[Object outline annotations]

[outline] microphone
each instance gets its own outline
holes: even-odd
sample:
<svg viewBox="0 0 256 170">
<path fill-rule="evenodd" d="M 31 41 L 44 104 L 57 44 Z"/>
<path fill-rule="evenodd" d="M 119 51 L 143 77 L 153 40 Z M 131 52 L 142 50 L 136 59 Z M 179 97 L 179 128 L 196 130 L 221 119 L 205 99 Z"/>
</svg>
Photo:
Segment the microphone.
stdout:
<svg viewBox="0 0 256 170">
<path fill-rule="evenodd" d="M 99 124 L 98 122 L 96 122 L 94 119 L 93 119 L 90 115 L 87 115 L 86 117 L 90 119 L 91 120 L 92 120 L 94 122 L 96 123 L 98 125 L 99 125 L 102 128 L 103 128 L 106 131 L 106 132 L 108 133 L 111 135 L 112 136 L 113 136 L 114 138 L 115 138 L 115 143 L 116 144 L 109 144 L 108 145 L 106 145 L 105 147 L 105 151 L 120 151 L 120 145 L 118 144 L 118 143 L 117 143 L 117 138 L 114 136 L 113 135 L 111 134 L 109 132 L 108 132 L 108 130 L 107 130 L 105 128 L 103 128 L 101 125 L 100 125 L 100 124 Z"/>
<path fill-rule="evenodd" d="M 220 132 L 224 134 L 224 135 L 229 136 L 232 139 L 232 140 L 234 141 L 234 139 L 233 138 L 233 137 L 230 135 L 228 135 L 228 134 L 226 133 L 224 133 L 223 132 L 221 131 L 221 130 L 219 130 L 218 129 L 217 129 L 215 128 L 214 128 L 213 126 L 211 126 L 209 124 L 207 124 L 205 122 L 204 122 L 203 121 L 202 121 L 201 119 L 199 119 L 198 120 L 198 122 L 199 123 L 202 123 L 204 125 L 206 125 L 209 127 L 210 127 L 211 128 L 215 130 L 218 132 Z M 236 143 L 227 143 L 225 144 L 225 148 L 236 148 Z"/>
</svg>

◆ EXERCISE OBJECTIVE
Reproduce every one of the rows above verbatim, character for character.

◆ RESULT
[outline] microphone
each instance gets its own outline
holes: even-odd
sample:
<svg viewBox="0 0 256 170">
<path fill-rule="evenodd" d="M 31 41 L 44 104 L 57 44 Z"/>
<path fill-rule="evenodd" d="M 119 51 L 143 77 L 153 40 Z M 131 52 L 142 50 L 136 59 Z M 179 97 L 179 128 L 196 130 L 221 119 L 205 99 Z"/>
</svg>
Photo:
Segment the microphone.
stdout:
<svg viewBox="0 0 256 170">
<path fill-rule="evenodd" d="M 99 124 L 98 122 L 96 122 L 94 119 L 93 119 L 90 115 L 87 115 L 86 117 L 90 119 L 91 120 L 92 120 L 94 122 L 96 123 L 98 125 L 99 125 L 102 128 L 103 128 L 106 131 L 106 132 L 108 133 L 111 135 L 112 136 L 113 136 L 114 138 L 115 138 L 115 143 L 116 144 L 109 144 L 108 145 L 106 145 L 105 147 L 105 151 L 120 151 L 120 145 L 118 144 L 118 143 L 117 143 L 117 138 L 114 136 L 113 135 L 111 134 L 109 132 L 108 132 L 108 130 L 107 130 L 105 128 L 103 128 L 101 125 L 100 125 L 100 124 Z"/>
<path fill-rule="evenodd" d="M 220 132 L 224 134 L 224 135 L 229 136 L 232 139 L 232 140 L 234 141 L 234 139 L 233 138 L 233 137 L 230 135 L 228 135 L 228 134 L 226 133 L 224 133 L 223 132 L 221 131 L 221 130 L 219 130 L 218 129 L 217 129 L 215 128 L 214 128 L 213 126 L 211 126 L 209 124 L 207 124 L 205 122 L 204 122 L 203 121 L 202 121 L 201 119 L 199 119 L 198 120 L 198 122 L 199 123 L 202 123 L 204 125 L 206 125 L 209 127 L 210 127 L 211 128 L 215 130 L 218 132 Z M 236 143 L 227 143 L 225 144 L 225 148 L 236 148 Z"/>
</svg>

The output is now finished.